Data to process:
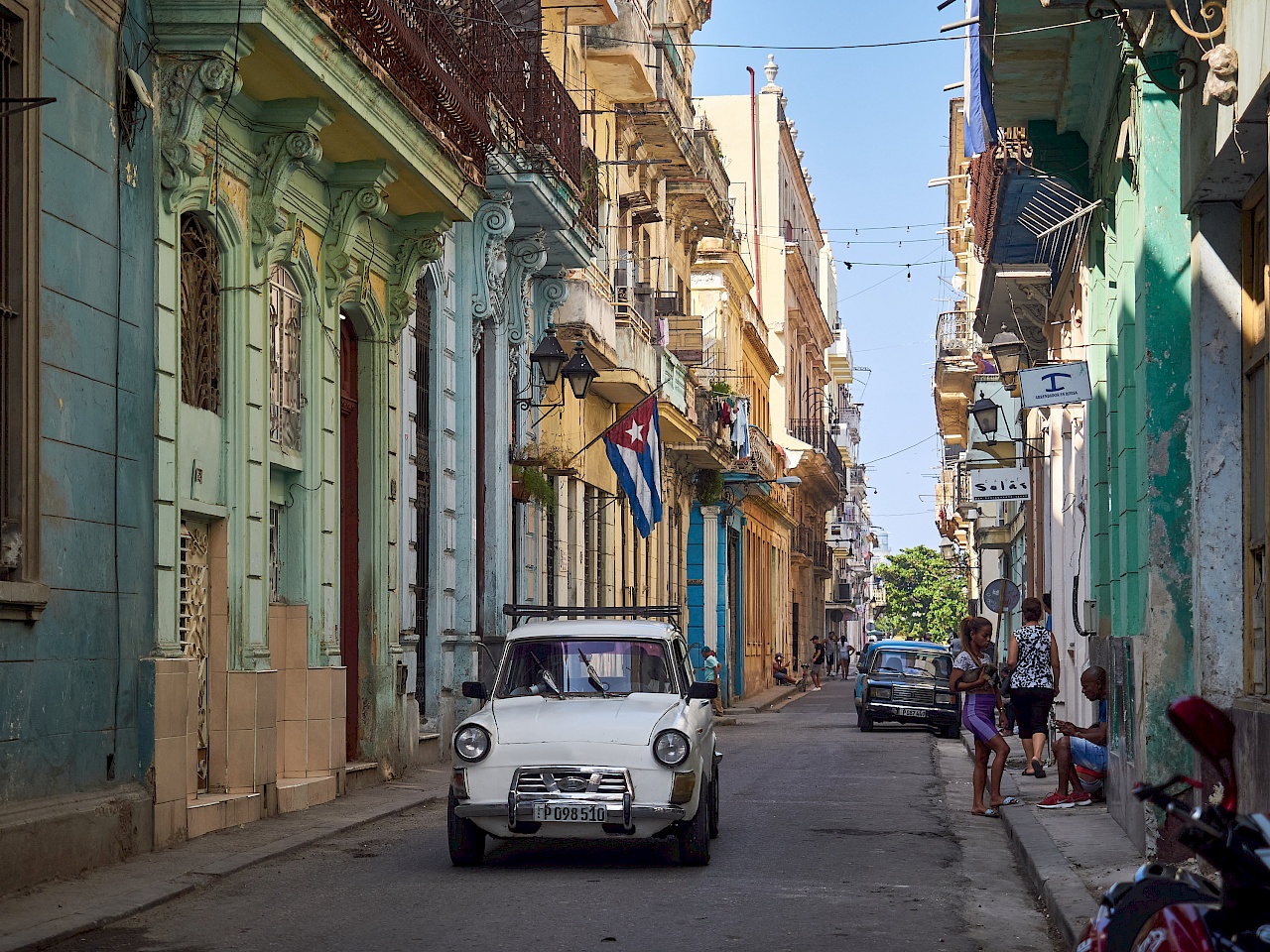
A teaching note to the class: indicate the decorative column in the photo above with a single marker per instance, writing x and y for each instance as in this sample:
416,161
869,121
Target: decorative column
480,291
710,574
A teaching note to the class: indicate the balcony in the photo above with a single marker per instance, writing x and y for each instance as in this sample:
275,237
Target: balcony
953,335
762,456
538,112
423,60
813,431
619,56
666,123
810,542
703,195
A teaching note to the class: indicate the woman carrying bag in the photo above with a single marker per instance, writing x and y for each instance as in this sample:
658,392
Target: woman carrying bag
1033,682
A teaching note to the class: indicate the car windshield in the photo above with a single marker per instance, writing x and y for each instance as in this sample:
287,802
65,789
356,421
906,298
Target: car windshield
919,664
557,666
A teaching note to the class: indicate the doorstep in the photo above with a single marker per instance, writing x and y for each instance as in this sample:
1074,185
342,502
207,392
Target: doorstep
208,812
303,792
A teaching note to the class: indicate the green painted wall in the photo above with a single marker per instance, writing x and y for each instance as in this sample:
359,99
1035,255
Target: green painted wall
1139,472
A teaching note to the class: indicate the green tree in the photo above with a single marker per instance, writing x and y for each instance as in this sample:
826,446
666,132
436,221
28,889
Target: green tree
925,594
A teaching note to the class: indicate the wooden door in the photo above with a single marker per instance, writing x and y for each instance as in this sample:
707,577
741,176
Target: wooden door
349,608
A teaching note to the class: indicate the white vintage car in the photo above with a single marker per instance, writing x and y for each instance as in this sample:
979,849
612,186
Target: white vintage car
595,729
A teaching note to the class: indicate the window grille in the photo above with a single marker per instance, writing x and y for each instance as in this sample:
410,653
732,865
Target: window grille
199,315
275,552
193,627
12,271
285,313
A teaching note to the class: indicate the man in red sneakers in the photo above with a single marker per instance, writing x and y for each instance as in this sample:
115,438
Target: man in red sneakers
1080,748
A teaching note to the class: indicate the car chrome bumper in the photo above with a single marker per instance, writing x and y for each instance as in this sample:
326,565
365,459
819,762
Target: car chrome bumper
884,708
520,809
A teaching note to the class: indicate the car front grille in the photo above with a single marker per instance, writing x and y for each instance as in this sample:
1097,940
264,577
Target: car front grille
572,779
912,694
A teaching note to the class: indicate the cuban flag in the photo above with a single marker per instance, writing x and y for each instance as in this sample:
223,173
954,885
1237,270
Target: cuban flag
634,447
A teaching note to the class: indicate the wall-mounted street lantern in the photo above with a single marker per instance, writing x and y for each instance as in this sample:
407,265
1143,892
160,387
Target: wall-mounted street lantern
553,363
1010,354
987,417
579,372
549,357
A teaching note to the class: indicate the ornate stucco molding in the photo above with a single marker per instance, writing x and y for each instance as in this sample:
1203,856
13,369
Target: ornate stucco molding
422,243
190,90
282,155
526,259
362,199
493,225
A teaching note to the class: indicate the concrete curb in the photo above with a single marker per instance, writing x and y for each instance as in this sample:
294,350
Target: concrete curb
1066,898
158,887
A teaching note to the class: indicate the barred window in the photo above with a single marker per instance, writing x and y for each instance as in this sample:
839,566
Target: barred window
19,338
1256,414
285,315
199,315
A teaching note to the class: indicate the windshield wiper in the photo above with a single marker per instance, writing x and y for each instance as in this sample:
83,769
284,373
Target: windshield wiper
548,679
593,675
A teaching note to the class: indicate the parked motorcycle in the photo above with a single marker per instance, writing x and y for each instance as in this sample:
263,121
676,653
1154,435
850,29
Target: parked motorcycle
1166,909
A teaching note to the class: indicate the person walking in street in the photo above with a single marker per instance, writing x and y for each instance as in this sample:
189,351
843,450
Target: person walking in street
1033,682
710,674
817,661
973,676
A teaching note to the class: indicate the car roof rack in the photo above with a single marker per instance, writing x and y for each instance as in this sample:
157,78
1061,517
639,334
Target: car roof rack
670,613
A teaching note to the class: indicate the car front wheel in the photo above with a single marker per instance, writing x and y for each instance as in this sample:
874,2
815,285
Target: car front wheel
695,834
466,839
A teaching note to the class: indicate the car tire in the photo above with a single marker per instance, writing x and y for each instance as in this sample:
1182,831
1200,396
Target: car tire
714,805
695,834
466,839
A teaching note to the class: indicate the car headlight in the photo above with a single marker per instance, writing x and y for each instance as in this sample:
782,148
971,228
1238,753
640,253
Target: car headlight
671,748
471,743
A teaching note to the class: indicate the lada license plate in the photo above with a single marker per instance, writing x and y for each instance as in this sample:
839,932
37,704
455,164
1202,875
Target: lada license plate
570,812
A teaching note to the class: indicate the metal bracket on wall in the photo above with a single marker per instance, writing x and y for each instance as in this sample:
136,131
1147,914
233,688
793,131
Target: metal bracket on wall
8,107
1185,67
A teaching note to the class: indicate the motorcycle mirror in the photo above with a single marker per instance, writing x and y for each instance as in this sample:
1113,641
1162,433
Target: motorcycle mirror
1211,734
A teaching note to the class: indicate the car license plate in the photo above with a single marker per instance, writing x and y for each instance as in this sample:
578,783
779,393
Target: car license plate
570,812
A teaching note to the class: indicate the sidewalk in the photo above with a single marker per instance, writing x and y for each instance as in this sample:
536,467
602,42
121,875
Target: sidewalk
1071,856
46,914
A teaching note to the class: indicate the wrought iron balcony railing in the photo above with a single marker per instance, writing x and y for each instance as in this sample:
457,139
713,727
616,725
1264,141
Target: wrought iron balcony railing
420,50
813,431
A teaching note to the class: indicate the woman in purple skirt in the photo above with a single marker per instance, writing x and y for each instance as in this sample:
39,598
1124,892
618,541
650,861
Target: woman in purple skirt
973,676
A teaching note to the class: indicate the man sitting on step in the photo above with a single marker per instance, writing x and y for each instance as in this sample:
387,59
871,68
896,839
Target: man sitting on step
1082,752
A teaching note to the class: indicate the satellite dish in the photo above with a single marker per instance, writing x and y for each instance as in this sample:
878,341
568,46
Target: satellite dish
1001,595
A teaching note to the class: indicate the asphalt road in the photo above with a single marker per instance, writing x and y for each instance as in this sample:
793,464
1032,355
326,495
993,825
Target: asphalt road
830,839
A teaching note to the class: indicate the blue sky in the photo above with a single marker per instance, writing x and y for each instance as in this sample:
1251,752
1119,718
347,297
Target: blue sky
874,126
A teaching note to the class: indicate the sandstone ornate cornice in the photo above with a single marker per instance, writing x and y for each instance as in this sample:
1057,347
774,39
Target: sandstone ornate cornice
422,243
361,199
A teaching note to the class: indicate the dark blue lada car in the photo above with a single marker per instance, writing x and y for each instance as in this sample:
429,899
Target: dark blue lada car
907,682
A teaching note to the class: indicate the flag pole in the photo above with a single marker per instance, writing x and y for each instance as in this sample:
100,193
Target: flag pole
610,426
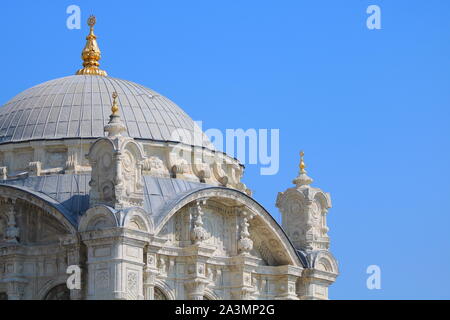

What is being asked: Which lines of the material above contain the word "windshield"? Return every one of them in full, unchanged.

Exercise output:
A teaching note to the class: indicate the car windshield in the photo above with a single marker per instance, writing x and y for each instance as in this sample:
Target: car windshield
A teaching note to the class: indicate the windshield wiper in the photo above with a single marker per instance, writing x and y for each instance as in this sample:
Target: windshield wiper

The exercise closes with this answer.